* [Exercise goal]: Only lines with the string "plate" are wanted. Pull them out of the data.

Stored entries
++++

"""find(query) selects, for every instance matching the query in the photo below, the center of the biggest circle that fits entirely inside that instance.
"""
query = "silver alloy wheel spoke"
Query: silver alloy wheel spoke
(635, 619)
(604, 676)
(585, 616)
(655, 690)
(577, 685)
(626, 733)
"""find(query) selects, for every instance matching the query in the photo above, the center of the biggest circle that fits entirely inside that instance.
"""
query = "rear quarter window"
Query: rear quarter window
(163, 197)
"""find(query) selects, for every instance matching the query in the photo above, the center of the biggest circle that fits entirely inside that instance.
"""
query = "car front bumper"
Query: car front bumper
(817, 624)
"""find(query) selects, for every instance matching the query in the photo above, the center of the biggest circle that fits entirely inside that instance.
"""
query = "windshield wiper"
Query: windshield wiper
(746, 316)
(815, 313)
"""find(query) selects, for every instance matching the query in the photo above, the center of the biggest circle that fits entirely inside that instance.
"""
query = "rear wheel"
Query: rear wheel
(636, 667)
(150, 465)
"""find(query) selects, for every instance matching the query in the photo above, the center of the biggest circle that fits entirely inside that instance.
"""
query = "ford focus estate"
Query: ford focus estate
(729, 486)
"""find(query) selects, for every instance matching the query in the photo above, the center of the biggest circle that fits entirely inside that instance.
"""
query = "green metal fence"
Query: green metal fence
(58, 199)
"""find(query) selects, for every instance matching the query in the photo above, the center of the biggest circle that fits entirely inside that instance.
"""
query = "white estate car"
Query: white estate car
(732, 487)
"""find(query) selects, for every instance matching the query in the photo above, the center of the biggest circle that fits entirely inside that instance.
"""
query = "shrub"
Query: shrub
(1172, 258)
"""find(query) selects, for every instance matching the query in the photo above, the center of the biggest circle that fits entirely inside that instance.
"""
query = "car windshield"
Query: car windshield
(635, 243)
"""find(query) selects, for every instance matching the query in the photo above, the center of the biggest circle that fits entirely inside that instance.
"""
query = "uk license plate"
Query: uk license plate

++++

* [Result of the exercise]:
query = "uk license plate"
Query: uk license plate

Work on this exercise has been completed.